Il caso del giorno è quello del sostituto procuratore di Cassazione, Mario Fresa. Un magistrato sconosciuto al grande pubblico, ma di prim’ordine per diverse ragioni. Esponente storico della corrente Movimenti per la Giustizia poi confluita nel cartello progressista Area, ex membro del Csm, ex dirigente dell’Anm, in Cassazione nel pool che si occupava dei procedimenti disciplinari a carico degli altri magistrati. Tra gli ultimi, quello contro il pm napoletano Henry John Woodcock per la gestione dell’inchiesta Consip.

La fama di acuto e inflessibile accusatore, cristallizzata da non simpatizzanti colleghi del Palazzaccio nel soprannome «Torquemada del disciplinare», sfonda il muro della cronaca un anno fa. Quando il suo nome finisce sulle pagine dei giornali per motivi non legati alla toga. Una sera di marzo, la moglie Sarah Urbanetz finisce in ambulanza in ospedale. Ferite ed ematomi, dice il referto: una settimana di prognosi. Denuncia di essere stata picchiata da lui, va via di casa e si rifugia a Viterbo, dalla madre.

■ **Dati forniti**
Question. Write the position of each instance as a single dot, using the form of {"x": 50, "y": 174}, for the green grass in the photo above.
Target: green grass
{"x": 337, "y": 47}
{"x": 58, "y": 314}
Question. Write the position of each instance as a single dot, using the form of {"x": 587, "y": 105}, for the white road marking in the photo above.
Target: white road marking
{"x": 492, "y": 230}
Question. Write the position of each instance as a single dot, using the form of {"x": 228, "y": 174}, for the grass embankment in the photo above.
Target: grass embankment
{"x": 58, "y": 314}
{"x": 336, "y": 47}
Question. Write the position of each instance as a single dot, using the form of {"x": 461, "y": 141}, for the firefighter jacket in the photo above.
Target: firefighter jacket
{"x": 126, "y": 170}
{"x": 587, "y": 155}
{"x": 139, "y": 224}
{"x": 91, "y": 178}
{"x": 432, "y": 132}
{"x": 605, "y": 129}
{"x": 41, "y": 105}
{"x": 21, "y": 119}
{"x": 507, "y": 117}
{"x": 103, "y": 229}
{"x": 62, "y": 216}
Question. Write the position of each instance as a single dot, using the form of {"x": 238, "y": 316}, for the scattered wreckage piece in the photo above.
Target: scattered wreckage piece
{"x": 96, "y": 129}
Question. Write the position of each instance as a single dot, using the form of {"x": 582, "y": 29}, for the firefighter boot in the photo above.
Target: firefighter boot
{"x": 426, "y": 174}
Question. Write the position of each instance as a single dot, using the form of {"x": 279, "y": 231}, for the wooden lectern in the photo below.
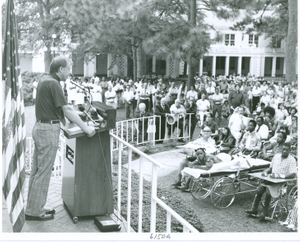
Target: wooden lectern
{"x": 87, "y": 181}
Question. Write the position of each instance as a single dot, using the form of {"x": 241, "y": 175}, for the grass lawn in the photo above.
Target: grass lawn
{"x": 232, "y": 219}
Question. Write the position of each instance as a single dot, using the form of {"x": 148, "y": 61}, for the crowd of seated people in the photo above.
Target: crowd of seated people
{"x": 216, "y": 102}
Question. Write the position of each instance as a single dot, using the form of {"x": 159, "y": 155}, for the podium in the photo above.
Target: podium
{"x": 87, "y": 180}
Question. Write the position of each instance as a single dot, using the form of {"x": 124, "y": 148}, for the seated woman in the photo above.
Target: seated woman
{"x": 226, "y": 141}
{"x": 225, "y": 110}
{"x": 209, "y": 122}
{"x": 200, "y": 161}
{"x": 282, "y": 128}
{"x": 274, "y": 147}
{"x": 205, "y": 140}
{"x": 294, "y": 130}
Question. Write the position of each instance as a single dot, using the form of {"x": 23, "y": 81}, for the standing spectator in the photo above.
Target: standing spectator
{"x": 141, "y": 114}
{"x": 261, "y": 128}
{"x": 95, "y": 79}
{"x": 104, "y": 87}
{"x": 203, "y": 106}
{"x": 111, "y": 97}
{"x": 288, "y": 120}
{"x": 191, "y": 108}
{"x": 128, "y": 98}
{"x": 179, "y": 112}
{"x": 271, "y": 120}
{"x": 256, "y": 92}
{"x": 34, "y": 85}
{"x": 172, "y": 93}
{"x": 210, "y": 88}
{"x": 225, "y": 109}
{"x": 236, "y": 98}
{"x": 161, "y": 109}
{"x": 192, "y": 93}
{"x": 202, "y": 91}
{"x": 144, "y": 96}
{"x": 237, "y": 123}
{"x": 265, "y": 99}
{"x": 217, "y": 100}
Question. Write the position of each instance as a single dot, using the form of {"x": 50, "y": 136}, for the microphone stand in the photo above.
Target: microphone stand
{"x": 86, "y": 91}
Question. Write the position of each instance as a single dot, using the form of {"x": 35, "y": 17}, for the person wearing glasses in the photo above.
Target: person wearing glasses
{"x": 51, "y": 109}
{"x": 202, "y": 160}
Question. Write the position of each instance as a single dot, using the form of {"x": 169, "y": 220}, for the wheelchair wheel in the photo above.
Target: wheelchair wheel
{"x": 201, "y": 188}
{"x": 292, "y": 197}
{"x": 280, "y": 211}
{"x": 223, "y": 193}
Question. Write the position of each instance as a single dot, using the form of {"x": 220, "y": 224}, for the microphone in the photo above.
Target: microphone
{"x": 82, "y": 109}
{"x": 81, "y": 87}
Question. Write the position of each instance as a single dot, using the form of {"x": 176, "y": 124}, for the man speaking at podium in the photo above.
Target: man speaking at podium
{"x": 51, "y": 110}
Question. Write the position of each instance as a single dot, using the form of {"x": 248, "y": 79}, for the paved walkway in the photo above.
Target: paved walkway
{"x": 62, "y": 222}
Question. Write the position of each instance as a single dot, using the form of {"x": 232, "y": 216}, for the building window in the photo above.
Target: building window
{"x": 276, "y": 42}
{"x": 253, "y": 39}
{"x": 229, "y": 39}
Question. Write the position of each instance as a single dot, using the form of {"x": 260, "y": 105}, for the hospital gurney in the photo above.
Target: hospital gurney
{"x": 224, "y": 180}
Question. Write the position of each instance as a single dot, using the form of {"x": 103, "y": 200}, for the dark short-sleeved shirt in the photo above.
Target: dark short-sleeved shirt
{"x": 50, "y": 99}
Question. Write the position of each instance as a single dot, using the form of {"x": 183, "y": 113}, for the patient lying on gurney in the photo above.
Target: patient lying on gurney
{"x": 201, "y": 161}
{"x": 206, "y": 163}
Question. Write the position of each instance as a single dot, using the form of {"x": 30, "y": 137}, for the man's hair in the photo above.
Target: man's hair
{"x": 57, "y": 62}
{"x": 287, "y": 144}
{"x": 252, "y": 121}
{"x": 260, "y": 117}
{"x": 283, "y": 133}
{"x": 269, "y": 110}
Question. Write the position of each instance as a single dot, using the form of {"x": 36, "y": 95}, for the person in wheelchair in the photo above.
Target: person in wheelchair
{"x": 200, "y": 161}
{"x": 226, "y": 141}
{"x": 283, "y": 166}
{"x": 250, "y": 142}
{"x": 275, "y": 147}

---

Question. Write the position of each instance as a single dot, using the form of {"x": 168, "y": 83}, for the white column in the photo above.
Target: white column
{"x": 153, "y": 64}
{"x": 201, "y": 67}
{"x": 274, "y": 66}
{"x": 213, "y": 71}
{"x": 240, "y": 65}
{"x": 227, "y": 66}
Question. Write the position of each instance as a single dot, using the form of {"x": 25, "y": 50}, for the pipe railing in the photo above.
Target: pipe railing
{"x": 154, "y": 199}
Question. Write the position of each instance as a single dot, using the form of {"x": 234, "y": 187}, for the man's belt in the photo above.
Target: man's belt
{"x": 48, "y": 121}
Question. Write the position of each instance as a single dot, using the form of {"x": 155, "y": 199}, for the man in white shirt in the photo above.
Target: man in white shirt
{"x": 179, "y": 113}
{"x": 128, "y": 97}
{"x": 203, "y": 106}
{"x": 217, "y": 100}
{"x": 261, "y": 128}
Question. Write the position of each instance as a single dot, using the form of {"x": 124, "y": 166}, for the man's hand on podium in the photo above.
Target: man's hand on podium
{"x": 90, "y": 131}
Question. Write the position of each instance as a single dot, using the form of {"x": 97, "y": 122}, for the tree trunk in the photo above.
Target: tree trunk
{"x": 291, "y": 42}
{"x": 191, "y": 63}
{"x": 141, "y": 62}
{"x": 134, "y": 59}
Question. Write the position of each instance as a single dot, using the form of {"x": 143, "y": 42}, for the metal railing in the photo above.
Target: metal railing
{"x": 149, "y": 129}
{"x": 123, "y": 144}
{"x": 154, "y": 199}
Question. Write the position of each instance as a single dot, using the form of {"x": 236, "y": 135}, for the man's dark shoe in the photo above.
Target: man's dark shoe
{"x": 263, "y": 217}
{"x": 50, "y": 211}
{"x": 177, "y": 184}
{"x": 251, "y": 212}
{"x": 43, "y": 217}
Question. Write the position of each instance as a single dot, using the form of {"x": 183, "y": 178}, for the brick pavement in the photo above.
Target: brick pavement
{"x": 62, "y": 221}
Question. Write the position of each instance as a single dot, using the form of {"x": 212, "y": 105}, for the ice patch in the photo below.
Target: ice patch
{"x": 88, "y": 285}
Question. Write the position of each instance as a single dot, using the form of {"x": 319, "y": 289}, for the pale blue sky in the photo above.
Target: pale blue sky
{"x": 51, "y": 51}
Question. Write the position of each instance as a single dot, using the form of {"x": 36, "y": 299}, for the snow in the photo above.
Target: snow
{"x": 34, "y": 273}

■ **Problema da risolvere**
Riscrivi come elenco puntato il paragrafo del testo che inizia con «La fama di acuto e inflessibile accusatore», conservandone i fatti principali. Per rispondere basati unicamente sul testo.

■ **Risposta finale**
- Mario Fresa aveva fama di accusatore acuto e inflessibile. Alcuni colleghi del Palazzaccio che non lo avevano in simpatia lo chiamavano «Torquemada del disciplinare».
- Un anno fa il suo nome è arrivato sui giornali per motivi non legati alla toga.
- Una sera di marzo la moglie, Sarah Urbanetz, è stata portata in ospedale in ambulanza.
- Il referto riportava ferite ed ematomi, con una settimana di prognosi.
- Lei ha denunciato di essere stata picchiata da lui, ha lasciato la casa e si è rifugiata dalla madre a Viterbo.